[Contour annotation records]
-.-.-

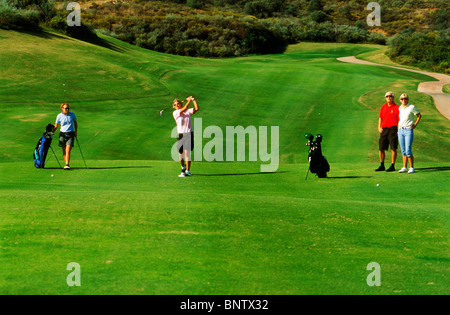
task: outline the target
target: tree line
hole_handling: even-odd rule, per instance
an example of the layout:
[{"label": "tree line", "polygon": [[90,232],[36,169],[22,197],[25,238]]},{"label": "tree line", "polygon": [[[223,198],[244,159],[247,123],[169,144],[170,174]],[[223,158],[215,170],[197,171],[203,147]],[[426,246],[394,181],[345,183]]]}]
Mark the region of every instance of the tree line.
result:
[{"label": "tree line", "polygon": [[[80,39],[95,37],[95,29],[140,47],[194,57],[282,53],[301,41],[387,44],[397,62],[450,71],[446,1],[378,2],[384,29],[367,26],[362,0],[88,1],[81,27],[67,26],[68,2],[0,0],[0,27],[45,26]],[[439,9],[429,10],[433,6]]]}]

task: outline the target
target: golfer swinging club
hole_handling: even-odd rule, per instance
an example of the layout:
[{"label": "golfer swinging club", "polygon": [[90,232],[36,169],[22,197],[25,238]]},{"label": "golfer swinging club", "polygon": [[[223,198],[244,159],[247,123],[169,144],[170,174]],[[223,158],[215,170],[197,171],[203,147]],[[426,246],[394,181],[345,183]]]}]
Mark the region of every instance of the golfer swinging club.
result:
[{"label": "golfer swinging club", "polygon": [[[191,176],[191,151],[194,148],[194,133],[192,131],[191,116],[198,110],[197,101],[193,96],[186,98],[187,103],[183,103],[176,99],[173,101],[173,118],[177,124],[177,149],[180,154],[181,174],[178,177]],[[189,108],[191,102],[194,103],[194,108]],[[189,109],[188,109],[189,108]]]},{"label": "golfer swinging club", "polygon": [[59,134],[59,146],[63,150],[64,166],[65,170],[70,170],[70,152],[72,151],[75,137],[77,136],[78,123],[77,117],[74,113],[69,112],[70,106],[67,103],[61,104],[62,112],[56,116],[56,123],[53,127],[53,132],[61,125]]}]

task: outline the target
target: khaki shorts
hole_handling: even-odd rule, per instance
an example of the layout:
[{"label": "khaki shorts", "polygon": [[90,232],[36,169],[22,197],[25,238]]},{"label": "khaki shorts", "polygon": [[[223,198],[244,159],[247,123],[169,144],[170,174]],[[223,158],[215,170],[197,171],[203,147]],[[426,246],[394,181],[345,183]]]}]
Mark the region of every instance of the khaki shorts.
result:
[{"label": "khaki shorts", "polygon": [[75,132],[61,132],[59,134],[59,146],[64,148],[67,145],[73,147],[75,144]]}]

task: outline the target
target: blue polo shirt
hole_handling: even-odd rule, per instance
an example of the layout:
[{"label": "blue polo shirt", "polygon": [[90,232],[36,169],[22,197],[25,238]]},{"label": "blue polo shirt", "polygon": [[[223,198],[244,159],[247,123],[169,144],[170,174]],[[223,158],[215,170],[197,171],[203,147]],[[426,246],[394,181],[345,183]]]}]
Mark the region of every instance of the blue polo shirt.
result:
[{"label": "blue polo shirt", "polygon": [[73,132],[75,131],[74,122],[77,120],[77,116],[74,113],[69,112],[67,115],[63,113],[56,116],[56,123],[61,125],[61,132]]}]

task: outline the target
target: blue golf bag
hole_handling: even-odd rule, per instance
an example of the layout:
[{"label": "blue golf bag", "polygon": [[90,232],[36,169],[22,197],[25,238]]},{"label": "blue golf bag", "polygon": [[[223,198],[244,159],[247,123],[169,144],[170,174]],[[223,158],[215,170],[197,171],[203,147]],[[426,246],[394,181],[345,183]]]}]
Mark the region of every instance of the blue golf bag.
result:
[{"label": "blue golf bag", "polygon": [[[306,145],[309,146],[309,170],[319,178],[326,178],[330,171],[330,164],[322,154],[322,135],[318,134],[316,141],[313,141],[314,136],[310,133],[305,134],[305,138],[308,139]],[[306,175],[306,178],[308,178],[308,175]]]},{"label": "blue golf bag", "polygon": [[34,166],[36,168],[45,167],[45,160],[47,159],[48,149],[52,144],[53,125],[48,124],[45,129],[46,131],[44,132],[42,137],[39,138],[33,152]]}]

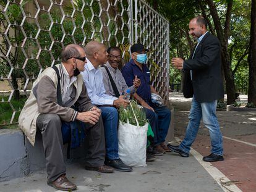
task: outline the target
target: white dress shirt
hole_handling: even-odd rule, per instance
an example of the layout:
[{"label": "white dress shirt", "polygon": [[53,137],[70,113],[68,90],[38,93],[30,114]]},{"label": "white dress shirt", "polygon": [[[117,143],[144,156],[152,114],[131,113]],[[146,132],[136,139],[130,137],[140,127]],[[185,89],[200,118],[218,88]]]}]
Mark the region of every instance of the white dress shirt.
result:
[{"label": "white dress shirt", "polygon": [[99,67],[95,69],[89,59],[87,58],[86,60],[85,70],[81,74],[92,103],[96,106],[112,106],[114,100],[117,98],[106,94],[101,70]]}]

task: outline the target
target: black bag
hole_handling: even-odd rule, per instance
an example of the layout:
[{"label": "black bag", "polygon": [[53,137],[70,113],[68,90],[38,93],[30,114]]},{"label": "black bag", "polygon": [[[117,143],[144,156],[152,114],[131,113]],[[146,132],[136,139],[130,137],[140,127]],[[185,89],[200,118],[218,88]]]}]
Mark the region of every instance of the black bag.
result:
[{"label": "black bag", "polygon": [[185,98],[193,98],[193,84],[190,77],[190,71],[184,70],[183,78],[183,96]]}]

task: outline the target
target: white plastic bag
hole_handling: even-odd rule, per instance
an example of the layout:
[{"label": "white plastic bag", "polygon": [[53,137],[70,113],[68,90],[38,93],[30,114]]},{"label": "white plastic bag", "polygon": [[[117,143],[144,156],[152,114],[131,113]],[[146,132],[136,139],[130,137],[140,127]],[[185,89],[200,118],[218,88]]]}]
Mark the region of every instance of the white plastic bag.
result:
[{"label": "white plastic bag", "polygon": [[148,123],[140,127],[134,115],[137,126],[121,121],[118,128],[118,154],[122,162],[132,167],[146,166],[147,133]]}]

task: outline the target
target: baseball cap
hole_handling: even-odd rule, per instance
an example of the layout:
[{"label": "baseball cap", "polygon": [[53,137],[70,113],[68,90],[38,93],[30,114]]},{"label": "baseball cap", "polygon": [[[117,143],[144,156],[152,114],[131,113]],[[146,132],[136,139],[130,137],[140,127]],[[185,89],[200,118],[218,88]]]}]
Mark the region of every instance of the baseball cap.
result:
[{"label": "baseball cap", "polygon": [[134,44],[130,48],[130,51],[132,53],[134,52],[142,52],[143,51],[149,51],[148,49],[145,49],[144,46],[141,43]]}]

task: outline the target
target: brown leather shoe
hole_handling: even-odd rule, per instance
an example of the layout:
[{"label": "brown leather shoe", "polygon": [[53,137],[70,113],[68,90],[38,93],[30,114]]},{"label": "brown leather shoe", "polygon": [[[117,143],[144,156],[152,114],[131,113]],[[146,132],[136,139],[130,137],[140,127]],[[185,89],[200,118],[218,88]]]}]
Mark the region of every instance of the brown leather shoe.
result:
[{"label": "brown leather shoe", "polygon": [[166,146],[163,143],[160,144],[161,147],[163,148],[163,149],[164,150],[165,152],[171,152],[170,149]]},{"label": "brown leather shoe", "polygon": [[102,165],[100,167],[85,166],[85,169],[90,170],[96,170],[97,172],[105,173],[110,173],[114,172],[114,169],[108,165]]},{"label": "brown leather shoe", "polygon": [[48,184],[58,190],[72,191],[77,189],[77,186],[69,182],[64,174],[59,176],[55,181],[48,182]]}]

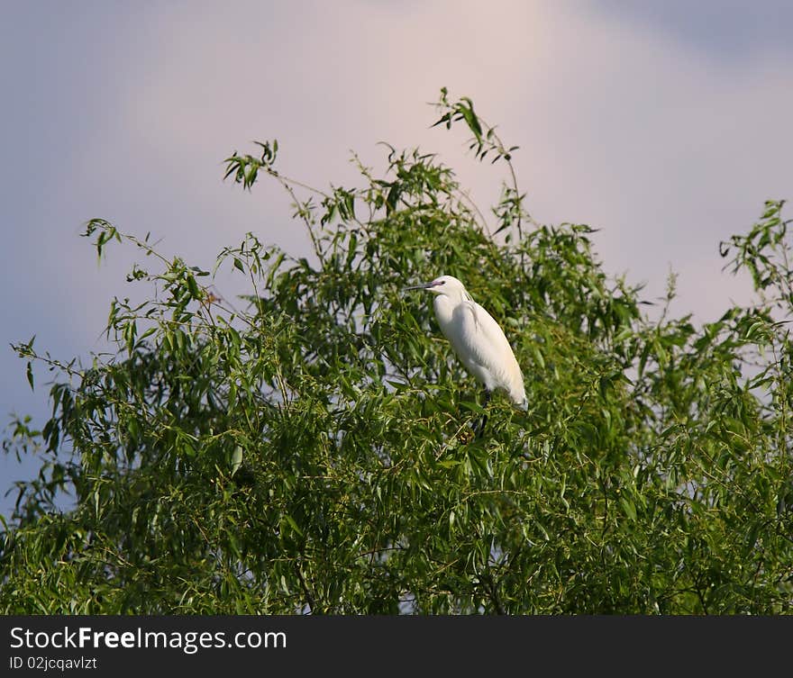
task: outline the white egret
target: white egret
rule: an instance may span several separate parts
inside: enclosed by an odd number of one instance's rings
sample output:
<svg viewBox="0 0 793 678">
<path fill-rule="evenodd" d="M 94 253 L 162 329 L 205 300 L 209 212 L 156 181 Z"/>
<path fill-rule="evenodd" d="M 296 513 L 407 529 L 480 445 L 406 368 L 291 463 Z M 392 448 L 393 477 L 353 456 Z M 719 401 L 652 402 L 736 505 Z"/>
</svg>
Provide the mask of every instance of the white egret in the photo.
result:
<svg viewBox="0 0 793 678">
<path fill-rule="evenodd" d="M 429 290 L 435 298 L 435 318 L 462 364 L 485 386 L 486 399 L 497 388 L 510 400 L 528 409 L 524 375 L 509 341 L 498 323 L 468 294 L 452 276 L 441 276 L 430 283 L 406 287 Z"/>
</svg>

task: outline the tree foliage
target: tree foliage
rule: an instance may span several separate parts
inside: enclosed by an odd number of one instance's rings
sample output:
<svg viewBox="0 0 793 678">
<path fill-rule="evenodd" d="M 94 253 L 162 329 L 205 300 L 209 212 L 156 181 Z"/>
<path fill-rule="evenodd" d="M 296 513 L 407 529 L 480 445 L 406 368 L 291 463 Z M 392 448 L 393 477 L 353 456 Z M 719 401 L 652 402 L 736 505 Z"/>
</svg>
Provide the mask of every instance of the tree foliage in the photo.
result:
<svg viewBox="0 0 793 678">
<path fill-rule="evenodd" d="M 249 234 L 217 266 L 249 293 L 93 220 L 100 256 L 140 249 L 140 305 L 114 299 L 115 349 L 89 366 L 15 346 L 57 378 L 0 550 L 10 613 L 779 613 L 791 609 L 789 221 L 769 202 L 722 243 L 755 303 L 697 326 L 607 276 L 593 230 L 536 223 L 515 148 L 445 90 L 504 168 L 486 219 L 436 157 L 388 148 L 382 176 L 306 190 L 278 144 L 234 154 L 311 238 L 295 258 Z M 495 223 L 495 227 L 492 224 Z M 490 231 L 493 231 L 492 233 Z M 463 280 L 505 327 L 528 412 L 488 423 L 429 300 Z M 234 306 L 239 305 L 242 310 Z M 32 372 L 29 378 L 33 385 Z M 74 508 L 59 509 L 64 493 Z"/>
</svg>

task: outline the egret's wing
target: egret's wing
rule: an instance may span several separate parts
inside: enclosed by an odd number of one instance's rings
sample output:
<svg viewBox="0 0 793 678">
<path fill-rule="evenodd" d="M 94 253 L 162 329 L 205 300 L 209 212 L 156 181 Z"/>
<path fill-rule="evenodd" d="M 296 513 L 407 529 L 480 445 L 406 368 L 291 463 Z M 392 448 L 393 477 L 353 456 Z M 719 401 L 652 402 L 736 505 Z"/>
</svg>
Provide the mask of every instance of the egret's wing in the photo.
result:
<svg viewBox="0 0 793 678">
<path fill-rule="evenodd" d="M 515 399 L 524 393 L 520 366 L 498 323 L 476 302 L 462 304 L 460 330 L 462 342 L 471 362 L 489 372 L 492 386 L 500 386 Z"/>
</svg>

-.-.-

Request: Transcribe, word for word, every line from the one containing "task: outline the egret's wing" through the final line of the entries, and nothing else.

Answer below:
task: outline the egret's wing
target: egret's wing
rule: an instance may span several separate parts
inside: enclosed by an odd number of one instance's rings
sample output:
<svg viewBox="0 0 793 678">
<path fill-rule="evenodd" d="M 94 253 L 162 329 L 205 300 L 209 212 L 156 181 Z"/>
<path fill-rule="evenodd" d="M 296 513 L 407 529 L 480 445 L 406 368 L 291 463 Z M 392 448 L 393 477 L 353 456 Z M 719 401 L 652 402 L 736 505 Z"/>
</svg>
Provide the mask of every instance of the egret's wing in the photo.
result:
<svg viewBox="0 0 793 678">
<path fill-rule="evenodd" d="M 515 399 L 524 393 L 520 366 L 498 323 L 476 302 L 462 304 L 460 330 L 462 342 L 471 362 L 489 372 L 492 386 L 500 386 Z"/>
</svg>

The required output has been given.